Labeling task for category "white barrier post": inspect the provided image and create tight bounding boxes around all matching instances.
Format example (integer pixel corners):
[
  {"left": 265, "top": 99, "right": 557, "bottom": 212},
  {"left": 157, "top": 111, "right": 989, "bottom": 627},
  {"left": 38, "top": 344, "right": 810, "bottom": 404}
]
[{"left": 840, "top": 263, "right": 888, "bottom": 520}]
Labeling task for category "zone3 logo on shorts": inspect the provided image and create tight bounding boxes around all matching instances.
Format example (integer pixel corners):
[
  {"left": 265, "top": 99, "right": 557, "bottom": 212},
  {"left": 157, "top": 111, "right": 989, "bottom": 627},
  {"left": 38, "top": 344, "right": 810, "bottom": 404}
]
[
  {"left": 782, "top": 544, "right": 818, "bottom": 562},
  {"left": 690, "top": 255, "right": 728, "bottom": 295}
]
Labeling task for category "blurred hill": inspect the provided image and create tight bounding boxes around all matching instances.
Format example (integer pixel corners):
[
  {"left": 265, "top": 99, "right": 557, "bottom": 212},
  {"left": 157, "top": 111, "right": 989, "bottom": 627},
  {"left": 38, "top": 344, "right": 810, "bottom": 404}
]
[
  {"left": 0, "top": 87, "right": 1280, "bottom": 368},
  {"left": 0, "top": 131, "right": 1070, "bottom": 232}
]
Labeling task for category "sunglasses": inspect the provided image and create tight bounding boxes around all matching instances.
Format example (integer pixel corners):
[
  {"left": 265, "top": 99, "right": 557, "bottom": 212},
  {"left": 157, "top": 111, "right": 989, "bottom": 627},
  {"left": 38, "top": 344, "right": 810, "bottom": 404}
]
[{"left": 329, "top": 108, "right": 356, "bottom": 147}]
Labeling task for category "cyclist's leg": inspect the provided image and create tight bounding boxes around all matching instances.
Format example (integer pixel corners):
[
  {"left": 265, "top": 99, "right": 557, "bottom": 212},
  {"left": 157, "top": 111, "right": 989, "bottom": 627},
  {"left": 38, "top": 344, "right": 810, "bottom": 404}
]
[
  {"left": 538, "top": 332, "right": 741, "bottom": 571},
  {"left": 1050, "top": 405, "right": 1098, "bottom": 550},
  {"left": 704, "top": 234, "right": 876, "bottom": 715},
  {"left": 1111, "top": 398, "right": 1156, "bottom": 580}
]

> _STATED TASK_: How many of the lines above contain the word "Labeling"? Reply with the number alone.

> _ANSWER TO THIS PROBLEM_: 5